EXERCISE DATA Start Marker
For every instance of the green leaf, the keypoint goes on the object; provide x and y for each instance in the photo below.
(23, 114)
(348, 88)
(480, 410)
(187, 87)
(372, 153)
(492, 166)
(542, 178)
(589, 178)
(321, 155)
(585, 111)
EXERCISE DATA End Marker
(DESCRIPTION OF THE TASK)
Your answer should be the data above, retyped in full and unaltered.

(REPLY TO THE TASK)
For every instance of the green leaf, the keypoint goes on the object; provide x and y for each instance in the photo below.
(23, 114)
(348, 88)
(480, 410)
(187, 87)
(372, 153)
(492, 166)
(542, 178)
(589, 178)
(321, 155)
(585, 111)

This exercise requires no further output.